-- Opening Marker --

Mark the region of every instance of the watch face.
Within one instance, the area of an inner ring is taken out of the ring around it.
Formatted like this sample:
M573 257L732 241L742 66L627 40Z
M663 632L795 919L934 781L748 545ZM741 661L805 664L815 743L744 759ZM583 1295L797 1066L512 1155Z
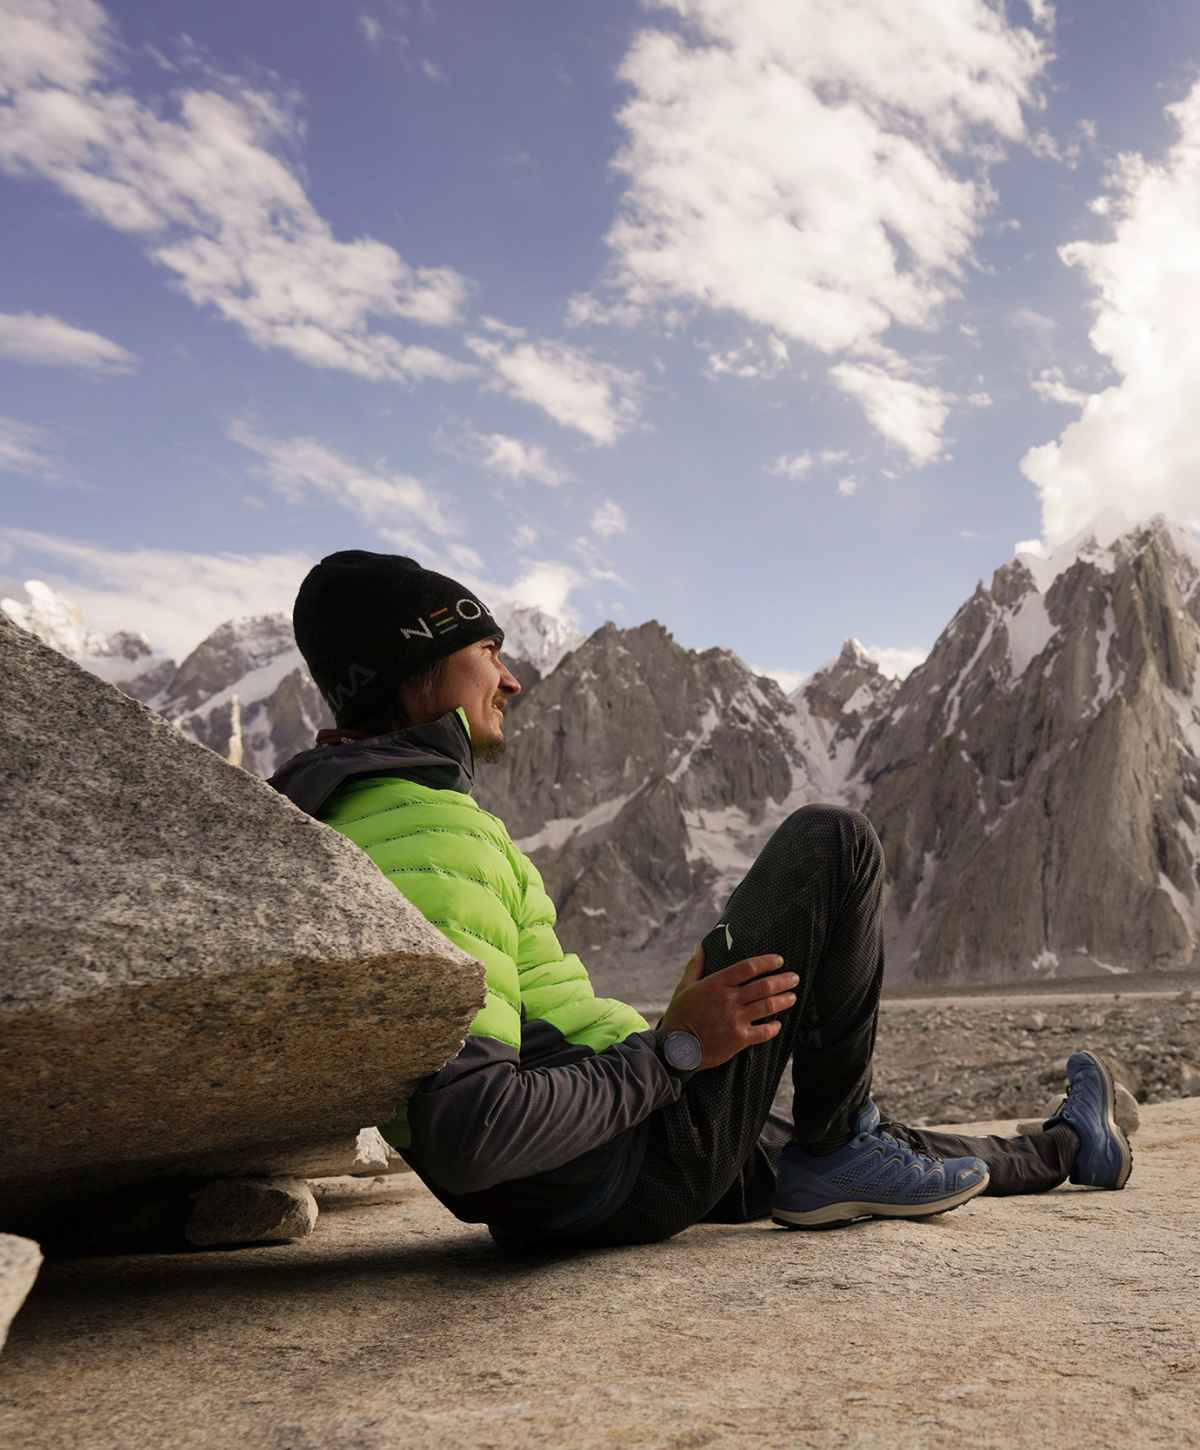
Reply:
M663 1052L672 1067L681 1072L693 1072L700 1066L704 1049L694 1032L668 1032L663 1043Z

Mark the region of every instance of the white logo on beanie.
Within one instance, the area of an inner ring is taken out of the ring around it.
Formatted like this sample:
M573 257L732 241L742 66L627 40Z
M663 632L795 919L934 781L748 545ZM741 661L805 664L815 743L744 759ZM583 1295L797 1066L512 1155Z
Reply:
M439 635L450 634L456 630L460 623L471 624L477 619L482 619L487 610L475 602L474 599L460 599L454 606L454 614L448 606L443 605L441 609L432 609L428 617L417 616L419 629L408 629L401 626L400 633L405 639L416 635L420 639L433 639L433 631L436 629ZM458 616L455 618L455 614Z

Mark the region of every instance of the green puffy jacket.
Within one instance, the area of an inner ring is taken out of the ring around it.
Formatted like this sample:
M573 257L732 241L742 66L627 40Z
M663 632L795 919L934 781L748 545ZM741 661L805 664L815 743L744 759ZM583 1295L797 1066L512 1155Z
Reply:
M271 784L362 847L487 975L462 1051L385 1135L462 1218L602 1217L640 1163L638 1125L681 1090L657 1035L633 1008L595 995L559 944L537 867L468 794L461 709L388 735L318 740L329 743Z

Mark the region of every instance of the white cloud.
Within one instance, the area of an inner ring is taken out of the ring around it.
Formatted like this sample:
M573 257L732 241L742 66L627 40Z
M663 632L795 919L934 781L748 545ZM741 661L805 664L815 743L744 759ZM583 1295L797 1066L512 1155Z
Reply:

-- Closing Marker --

Set down all the data again exactly as above, pictures excluded.

Mark the region of every instance of the watch face.
Within one instance, the area of an inner ring is taken out of the ring around it.
Formatted like this sample:
M573 257L732 241L742 66L627 40Z
M663 632L795 919L934 781L748 545ZM741 661L805 664L815 743L744 759ZM583 1295L797 1066L512 1155Z
Reply:
M663 1052L672 1067L681 1072L693 1072L700 1066L704 1049L694 1032L668 1032L663 1043Z

Mark the region of every instance of the white logo on beanie.
Within one instance, the area of an inner ring is taken out of the ring around it.
Formatted like this sample:
M573 257L732 241L742 66L627 40Z
M663 632L795 919L934 781L748 545ZM741 661L805 664L815 743L744 759ZM583 1295L797 1066L512 1155Z
Reply:
M439 635L450 634L456 630L460 623L471 624L477 619L482 619L487 610L475 602L474 599L460 599L454 606L454 614L448 606L443 605L441 609L432 609L428 617L417 616L419 629L408 629L401 626L400 633L405 639L416 635L420 639L433 639L433 631L436 629ZM458 616L455 618L455 614Z

Mark the region of every instance of the green puffy jacket.
Within one instance, the area of an inner ring is taken out of the ring around it.
Formatted like this sample:
M573 257L732 241L742 66L627 40Z
M663 632L795 919L934 781L748 545ZM741 661L805 664L815 743L744 759ZM583 1295L797 1066L512 1155Z
Reply:
M271 784L362 847L487 975L462 1051L385 1135L462 1218L602 1217L640 1163L638 1125L681 1090L657 1035L633 1008L595 995L559 944L537 867L468 794L461 709L388 735L318 740L329 743Z

Mark the region of every instance of the white cloud.
Within one instance, the area of an inner ring is taken out of the ring around it.
Formatted like this sample:
M573 257L732 241L742 66L627 40Z
M663 632L795 919L934 781L748 545ZM741 661L805 664L815 743L744 759ZM583 1295L797 1066L512 1155Z
Reply:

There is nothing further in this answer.